— Exercises to complete —
#1 According to the passage on Jane's photography, in how many prisons did she photograph incarcerated women?
#2 Pick up the passage on Jane's photography after its final sentence and carry it forward.

— Study text —
----------------------------------------

Apart from her curiosity, the lack of information was also what enabled Jane to do projects that seemed intimidating and daunting; You are less fearful when you don’t know what to be afraid of. Her photographs of incarcerated women in 40 prisons across the globe, would become her most important project yet. Her pictures swing across two realities of this world—the ‘masculine-like’ environment that the women are placed in, and how it interferes with their physical wellness. By this time, Jane had become more ‘militant’ with her approach. “Contacting prisons all over the world, requesting access, dealing with fragile, needy, or violent inmates, manipulating guards, working with translators, digesting the terrible stories I was privy to and confronting the fear and danger that is omnipresent in most jails and penitentiaries, not to mention, doing good photos and writing…” Her pictures brought to light several ill practices carried out in the prisons… male guards forcefully stripping mentally ill prisoners, visuals of self-mutilation, pregnant women being handcuffed while in labour. The poignant image she made of the latter made a massive difference, and the practice was banned in several countries.
All of Jane’s projects have been the fruits of several years of labour. An involvement of such kind cannot be possible, unless you’re consumed by your work. “The subjects have always chosen me. And when it does, it feels like I’ve been bitten by something. And then comes the obsession. I find myself organising my life around it, so that I can do it,” she said. However, such intentness can sometimes blur the finish line, that is, knowing when to stop. “I know I’m finished when I understand the story from A to Z. At the same time, I do have a tendency to stay just a little too long. Because I’m not sure of myself. Because I’m afraid I don’t have enough. Because I’m sad to leave it! Sometimes I have to withdraw deliberately, force myself to stop,” she said.

----------------------------------------

— Listed records —
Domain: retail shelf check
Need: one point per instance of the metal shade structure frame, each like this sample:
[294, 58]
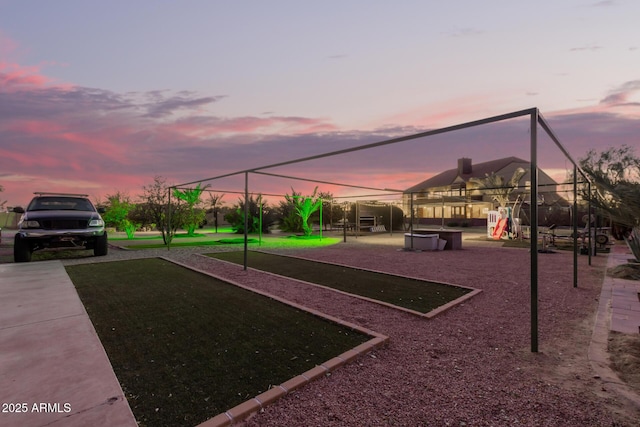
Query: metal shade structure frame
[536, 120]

----------------------------------------

— Expected results —
#1 40 prisons across the globe.

#2
“It’s not that photography has had an ‘effect’ on my life. It’s given me a life—a fascinating, stressful, passionate, precarious, travelling life—which fulfills me completely when I’m working on a great story, but plunges me into despair when I’m in limbo, not working, worried about money, angry at how stupid people have become and how superficial and dangerous the world is now.”
At a stage where everyone is fighting against time, Jane’s work urges us against hurrying. It is in patience, in listening and in questioning everything, that she urges us to care deeply for all that matters, her work probing the fact that things are never the same as they seem on the surface.
Jane Evelyn Atwood was born in New York and has been living in France since 1971. Fascinated by people and by the idea of exclusion, her projects have led her to receive several awards… the Ernst Haas Award (1994), Alfred Eisenstaedt Award (1998), the Oskar Barnack Prize, Leica Camera (1997), amongst others. Jane is the author of several books, namely, Rue des Lombards (2011), Jane Evelyn Atwood (2010) (a monograph), Badate (2008), Haiti (2008), À Contre Coups (2006), Sentinelles de L’ombre (2004), Too Much Time: Women in Prison (2000), Extérieur Nuit (1998), Légionnaires (1986), Nächtlicher Alltag (1980), amongst others.